Present every line of the rows below as a numbered list, leaving out any blank lines.

[Data rows]
========

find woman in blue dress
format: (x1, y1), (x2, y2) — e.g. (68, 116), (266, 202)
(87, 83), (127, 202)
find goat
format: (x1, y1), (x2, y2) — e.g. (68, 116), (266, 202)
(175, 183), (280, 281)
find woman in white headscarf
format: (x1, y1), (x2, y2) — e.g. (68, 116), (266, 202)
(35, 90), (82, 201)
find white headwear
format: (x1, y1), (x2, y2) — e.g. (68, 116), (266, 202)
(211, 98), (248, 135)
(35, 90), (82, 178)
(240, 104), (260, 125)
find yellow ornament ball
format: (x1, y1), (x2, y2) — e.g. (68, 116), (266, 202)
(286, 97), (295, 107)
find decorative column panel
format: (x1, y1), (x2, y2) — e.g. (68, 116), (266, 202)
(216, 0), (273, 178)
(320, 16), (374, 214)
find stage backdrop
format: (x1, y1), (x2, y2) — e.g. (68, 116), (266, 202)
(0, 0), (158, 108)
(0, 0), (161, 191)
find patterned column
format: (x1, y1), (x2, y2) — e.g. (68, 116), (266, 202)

========

• Response to the task
1. find woman in blue dress
2. format: (x1, y1), (x2, y2) — e.g. (68, 116), (266, 202)
3. (87, 83), (127, 202)
4. find goat
5. format: (x1, y1), (x2, y2) — e.g. (68, 116), (266, 202)
6. (175, 183), (280, 281)
7. find woman in white headscarf
8. format: (x1, y1), (x2, y2) — e.g. (68, 116), (266, 202)
9. (35, 90), (82, 201)
10. find white headwear
11. format: (x1, y1), (x2, y2) — e.g. (68, 116), (266, 202)
12. (211, 98), (248, 135)
13. (35, 90), (82, 178)
14. (240, 104), (260, 125)
15. find yellow ornament ball
16. format: (x1, y1), (x2, y2) — e.g. (68, 116), (266, 202)
17. (286, 97), (295, 107)
18. find decorative column panel
19. format: (x1, y1), (x2, y2) — e.g. (68, 116), (266, 202)
20. (216, 0), (273, 178)
21. (320, 16), (374, 214)
22. find stage backdrop
23. format: (x1, y1), (x2, y2) — e.g. (68, 116), (266, 202)
24. (0, 0), (158, 108)
25. (0, 0), (161, 191)
26. find patterned column
27. format: (x1, y1), (x2, y2) — e.g. (68, 116), (266, 202)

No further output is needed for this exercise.